╭─ Provided material

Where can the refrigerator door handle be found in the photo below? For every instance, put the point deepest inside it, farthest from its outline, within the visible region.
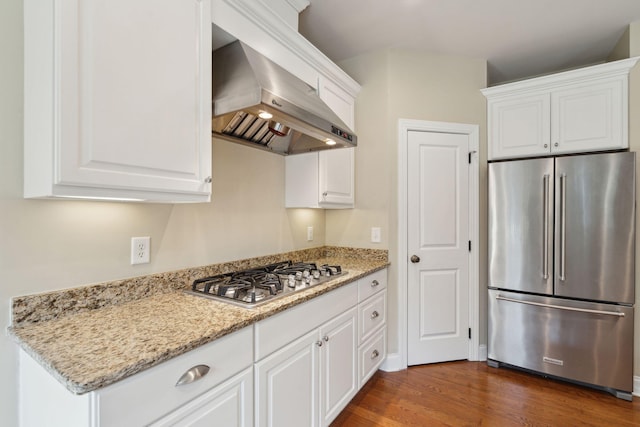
(563, 227)
(562, 307)
(545, 227)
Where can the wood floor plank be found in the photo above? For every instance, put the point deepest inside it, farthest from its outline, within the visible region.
(474, 394)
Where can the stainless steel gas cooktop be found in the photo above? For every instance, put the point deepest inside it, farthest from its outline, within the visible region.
(250, 288)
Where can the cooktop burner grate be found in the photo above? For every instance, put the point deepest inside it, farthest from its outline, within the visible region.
(249, 288)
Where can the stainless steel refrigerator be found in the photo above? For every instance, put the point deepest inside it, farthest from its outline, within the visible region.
(562, 267)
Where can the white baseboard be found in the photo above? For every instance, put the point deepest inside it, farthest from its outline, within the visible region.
(393, 363)
(482, 353)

╰─

Please retype the records above exactly, excluding every picture.

Where can the refrigerator door handle be found in the photo below? For every instance, put the point deepest inside it, farthest from its outline, within the visible region.
(563, 227)
(562, 307)
(545, 227)
Where can the wood floor plank be found in the photo above? For every instance, put the point deepest inside it, farthest from its outline, within the visible region.
(474, 394)
Where can the stainless steel gas cooktop be found in the photo above? For every instance, put the point deepest inside it, farthest from its outline, within the visible region.
(250, 288)
Where can the cooktop burner grate be found in the photo above? For every instance, put the point deepest inside it, farthest from its outline, within the visible region.
(249, 288)
Where can the stainless steel refrigerator be found in the photo above? For every instance, put the point deepest inside it, farthest from its outline, within the visible region.
(562, 267)
Where can the white baseboard be found in the photo above? For every instance, put the point deepest inside it, farthest from its outline, within the visible region.
(393, 363)
(482, 353)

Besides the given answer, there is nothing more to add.